■ Goal
Continue the review of Johnnie To's Election films from where it stops.

■ Text section
%%

Less two separate movies than one enticing epic split in half, Johnnie To's Election and Election 2 blend in a political subtext that is nothing short of courageous. At first, the tapestry of Election seems like that of any Hong Kong gangster movie, as it follows two triad members, the calm deliberate Lok (Louis Koo) and the hair-trigger personality Big D (Tony Leung Ka-fai), who both covet the position of chief of the Wo Sing clan, a post that is decided by democratic elections every two years. Their respective campaigns are complicated when the symbol of the clan, the Dragon's Head Baton, goes missing, a sign that the traditional ways are moving in an uncertain direction. Election 2 takes place two years later, but this time it's businessman/gangaster Jimmy (Louis Koo) who wants to run the show. But there's a new boss in China, and he's the one who's really pulling the strings.

%%

■ Supplied material
%%

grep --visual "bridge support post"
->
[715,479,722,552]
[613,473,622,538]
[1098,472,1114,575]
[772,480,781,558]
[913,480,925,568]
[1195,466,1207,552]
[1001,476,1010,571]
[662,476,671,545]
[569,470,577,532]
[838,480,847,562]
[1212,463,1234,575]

%%

■ Exercise result
Once one realizes that To's movies are a bold attack on China's political interference in post-1997 Hong Kong, after the territory was handed over to the mainland, what at first seemed rather superficial begins to take on a more complex hue. Big D, who comes across as an excessive cartoon in the first movie, can now be viewed as an effective representation of Hong Kong's somewhat corrupt and messy democracy. By contrast, the more subtle Jimmy, hiding behind an “honest” capitalist facade in Election 2 , is the apt puppet of the sinister Chinese state apparatus. Even the Hong Kong police, so ubiquitous a presence in Election , where they are determined to keep public order, have receded into the background in Election 2 as they recognize the new reality. Guided by To's elegant camera moves, less visceral than most Hong Kong filmmakers, the Election movies put a fresh, intriguing spin on the usual cinematic gangster motifs.
Cast: Louis Koo, Simon Yam, Nick Cheung, Cheung Siu-fai, Lam Ka-tung and Tony Leung Ka-fai
Director: Johnnie To
Screenwriters: Yau Nai-hoi and Yip Tin-shing
Producers: Dennis Law and Johnnie To
Genre: Dramatic thriller; Cantonese- and Mandarin-language, subtitled
Running time: 101 min., 92 min.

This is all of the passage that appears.